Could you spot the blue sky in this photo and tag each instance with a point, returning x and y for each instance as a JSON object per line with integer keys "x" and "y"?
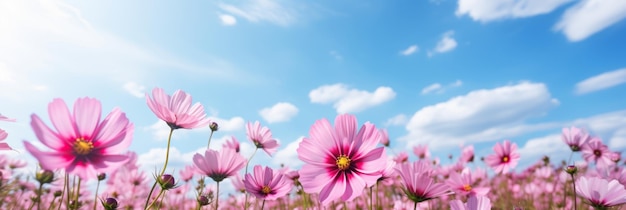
{"x": 438, "y": 72}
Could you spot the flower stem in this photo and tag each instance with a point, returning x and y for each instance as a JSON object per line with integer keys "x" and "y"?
{"x": 574, "y": 194}
{"x": 210, "y": 137}
{"x": 167, "y": 156}
{"x": 95, "y": 196}
{"x": 245, "y": 205}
============
*CHALLENGE:* Scale every x and y coordinate in the answers of the lines above by 2.6, rounding each to a whole number with halves rounded up. Write out all the lines again, requests included, and omit the pictures.

*SOLUTION:*
Could you spot the blue sky in this photo and tag each instance with a point, returning x and y for each instance as a JSON object per line with integer keys "x" and "y"?
{"x": 1139, "y": 187}
Could you spot the flower stem in this photo and tag each instance with a point, returning x and y for each instance as a JSON object per line with integer keys "x" and "y"?
{"x": 1492, "y": 504}
{"x": 546, "y": 356}
{"x": 434, "y": 406}
{"x": 247, "y": 510}
{"x": 637, "y": 533}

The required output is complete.